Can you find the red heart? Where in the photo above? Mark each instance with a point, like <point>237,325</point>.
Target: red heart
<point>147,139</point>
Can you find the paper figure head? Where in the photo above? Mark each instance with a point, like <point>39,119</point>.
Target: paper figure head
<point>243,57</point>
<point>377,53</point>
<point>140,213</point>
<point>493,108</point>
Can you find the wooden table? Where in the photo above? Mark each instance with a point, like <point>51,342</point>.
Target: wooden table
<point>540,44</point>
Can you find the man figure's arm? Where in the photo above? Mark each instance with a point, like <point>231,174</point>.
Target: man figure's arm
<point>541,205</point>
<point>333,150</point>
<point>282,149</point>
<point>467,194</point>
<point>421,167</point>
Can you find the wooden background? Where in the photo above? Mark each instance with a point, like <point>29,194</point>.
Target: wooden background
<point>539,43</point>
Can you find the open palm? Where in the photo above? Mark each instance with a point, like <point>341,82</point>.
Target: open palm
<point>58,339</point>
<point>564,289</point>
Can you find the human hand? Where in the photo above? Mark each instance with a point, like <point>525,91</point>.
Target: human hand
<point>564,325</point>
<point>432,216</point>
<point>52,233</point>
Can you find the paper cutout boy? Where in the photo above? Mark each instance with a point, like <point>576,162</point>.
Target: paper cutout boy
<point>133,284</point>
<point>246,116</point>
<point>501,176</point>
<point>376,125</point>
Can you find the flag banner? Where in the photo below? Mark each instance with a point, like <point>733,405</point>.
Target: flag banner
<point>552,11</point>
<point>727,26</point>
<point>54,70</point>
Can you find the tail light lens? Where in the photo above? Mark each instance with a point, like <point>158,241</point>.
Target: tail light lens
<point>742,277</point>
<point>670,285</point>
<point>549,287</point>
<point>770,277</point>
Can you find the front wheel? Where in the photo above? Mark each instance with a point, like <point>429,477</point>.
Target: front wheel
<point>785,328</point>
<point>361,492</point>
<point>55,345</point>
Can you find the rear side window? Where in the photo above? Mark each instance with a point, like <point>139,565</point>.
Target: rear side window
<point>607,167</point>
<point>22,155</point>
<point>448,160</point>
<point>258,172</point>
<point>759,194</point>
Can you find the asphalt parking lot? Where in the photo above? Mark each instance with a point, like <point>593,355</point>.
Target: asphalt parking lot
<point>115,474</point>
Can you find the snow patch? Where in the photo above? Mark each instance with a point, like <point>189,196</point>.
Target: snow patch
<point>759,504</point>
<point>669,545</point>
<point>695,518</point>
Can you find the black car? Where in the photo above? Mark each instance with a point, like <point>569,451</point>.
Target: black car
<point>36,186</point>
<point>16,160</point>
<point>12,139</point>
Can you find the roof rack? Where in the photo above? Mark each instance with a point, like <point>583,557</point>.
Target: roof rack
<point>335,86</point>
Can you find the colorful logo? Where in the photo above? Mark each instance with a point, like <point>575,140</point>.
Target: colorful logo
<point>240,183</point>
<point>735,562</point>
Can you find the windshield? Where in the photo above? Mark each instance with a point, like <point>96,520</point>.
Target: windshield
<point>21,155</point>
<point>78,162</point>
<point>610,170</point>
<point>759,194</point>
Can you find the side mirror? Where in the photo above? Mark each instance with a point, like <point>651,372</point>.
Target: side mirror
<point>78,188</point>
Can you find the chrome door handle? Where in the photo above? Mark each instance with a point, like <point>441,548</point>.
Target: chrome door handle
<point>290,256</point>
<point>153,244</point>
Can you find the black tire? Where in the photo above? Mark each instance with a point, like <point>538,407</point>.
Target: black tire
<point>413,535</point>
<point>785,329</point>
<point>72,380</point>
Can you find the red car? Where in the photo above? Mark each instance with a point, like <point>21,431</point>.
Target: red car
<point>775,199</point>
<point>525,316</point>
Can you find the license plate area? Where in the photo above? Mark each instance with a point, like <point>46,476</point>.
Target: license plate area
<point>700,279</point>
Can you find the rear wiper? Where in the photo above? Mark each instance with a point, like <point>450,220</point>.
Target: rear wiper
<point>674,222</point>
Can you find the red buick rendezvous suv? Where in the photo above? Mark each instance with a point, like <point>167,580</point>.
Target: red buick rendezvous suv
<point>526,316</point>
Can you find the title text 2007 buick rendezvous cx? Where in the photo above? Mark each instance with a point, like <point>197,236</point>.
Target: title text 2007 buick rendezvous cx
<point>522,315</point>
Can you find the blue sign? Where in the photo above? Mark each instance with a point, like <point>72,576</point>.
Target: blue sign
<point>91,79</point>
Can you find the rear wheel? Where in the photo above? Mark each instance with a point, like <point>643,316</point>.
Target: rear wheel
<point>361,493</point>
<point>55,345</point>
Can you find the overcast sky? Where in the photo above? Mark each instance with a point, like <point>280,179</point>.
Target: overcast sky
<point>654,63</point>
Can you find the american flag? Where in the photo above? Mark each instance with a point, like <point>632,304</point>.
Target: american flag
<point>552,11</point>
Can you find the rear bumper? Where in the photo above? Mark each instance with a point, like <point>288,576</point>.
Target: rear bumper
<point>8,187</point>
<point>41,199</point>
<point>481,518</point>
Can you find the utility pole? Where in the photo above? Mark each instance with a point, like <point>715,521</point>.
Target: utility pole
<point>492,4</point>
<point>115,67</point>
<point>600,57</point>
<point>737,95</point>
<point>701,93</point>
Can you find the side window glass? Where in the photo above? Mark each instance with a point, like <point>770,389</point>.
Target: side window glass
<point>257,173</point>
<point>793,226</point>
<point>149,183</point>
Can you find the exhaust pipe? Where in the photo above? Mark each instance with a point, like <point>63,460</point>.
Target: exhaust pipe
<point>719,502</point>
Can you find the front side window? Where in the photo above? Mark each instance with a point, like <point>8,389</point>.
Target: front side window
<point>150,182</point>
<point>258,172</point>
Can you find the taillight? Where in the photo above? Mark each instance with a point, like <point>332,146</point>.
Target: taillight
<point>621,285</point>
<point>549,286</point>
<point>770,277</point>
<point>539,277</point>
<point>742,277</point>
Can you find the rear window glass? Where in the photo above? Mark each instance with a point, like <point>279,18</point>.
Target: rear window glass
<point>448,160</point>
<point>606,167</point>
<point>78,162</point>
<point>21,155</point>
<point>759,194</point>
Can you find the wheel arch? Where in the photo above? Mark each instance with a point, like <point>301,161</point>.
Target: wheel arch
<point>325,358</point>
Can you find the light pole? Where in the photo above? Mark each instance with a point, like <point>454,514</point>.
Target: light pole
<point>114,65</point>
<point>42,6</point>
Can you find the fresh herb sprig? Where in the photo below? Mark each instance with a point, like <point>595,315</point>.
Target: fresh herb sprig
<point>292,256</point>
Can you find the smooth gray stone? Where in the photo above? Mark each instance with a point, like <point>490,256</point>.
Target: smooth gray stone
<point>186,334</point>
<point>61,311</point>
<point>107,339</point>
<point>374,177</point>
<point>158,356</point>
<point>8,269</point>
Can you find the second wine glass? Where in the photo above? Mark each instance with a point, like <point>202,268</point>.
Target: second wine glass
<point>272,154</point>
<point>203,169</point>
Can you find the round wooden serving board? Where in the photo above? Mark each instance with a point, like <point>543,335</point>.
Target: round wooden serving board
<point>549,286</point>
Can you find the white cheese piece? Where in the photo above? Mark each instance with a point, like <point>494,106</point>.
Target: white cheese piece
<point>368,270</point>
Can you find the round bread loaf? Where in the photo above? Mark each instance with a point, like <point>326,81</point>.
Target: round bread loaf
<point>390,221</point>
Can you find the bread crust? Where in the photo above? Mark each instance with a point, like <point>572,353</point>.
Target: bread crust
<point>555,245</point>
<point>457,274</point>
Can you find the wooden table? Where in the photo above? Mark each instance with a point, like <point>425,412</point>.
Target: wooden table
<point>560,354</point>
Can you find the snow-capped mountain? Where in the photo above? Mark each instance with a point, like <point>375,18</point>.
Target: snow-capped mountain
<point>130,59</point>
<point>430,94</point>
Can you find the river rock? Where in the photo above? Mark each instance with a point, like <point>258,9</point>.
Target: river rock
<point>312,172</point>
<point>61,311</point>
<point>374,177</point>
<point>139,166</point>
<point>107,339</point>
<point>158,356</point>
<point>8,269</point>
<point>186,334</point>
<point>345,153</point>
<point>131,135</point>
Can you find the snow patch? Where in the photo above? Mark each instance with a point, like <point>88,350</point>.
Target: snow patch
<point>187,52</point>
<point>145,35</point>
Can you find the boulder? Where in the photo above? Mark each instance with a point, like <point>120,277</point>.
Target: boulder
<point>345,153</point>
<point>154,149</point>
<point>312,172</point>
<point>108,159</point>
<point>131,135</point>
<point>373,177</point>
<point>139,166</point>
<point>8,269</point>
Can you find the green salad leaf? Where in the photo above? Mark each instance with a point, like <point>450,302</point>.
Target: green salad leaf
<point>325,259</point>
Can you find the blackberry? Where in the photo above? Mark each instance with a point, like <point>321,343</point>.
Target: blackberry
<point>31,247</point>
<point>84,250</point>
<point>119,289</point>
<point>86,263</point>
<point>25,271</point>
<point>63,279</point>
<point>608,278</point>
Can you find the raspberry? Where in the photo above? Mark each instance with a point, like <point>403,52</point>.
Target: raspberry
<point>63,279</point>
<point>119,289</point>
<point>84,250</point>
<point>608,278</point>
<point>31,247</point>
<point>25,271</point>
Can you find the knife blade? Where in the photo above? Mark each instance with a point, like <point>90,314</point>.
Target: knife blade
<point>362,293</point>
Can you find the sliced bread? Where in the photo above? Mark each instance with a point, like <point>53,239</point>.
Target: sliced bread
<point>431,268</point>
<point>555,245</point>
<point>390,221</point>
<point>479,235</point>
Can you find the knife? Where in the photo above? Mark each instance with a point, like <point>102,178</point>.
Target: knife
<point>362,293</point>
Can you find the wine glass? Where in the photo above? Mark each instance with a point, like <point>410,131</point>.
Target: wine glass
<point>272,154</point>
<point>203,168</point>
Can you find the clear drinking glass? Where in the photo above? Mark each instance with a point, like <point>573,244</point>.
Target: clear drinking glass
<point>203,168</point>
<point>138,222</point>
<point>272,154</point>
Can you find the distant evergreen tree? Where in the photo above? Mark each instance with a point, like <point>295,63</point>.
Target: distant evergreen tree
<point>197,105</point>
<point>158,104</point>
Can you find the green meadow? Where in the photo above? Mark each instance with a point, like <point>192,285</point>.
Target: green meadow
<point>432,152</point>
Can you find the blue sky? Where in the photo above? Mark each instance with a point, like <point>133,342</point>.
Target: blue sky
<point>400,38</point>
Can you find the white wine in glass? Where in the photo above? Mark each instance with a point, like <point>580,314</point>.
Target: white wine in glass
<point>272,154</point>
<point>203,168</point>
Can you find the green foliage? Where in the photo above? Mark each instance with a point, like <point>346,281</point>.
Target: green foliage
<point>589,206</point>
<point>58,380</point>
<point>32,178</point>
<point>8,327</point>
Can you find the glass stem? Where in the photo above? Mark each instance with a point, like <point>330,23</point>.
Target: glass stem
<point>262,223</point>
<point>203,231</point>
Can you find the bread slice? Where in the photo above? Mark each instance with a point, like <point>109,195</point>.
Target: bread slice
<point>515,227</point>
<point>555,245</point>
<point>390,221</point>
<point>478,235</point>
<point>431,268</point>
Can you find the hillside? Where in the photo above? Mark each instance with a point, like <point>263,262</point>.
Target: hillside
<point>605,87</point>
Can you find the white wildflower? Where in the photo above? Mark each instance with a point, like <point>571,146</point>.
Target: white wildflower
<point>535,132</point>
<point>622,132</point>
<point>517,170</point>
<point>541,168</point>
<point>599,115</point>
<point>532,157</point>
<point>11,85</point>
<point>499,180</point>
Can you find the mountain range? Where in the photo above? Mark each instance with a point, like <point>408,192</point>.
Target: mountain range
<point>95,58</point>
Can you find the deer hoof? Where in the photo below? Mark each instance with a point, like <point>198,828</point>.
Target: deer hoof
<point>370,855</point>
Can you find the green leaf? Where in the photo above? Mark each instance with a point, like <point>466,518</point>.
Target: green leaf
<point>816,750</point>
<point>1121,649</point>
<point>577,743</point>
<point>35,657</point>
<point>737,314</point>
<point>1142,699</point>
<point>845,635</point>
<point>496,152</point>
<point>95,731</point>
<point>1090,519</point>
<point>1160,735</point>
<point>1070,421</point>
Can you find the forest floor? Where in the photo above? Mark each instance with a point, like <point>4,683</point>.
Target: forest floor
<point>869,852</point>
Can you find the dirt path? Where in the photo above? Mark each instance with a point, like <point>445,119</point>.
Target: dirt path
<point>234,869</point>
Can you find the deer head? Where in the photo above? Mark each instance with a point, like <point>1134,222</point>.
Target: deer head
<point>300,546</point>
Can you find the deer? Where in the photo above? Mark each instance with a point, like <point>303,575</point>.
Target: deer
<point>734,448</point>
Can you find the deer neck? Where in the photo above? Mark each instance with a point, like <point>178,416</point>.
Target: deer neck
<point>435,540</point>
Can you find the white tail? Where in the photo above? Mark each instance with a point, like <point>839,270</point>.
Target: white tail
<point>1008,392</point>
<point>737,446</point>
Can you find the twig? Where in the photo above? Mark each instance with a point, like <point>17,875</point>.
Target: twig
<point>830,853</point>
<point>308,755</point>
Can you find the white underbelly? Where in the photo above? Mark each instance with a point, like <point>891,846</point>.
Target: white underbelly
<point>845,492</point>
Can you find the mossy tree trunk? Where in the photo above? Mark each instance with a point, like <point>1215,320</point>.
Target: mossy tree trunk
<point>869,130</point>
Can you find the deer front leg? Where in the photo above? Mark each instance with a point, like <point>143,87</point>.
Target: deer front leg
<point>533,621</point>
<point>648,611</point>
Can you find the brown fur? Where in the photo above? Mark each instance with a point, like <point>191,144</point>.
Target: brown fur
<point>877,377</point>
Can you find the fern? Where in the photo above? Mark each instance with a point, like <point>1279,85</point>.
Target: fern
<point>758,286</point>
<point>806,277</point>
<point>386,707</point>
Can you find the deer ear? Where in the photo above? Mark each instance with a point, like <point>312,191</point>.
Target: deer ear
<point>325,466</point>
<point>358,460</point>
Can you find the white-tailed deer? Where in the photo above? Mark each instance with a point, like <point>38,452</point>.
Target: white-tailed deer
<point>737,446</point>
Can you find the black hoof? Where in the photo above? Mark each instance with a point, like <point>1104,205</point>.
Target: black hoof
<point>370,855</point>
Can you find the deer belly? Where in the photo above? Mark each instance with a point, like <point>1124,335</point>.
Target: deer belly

++++

## [Exercise directions]
Using the data above, tally each line that contains "below". Write only the total.

## [Result of the task]
3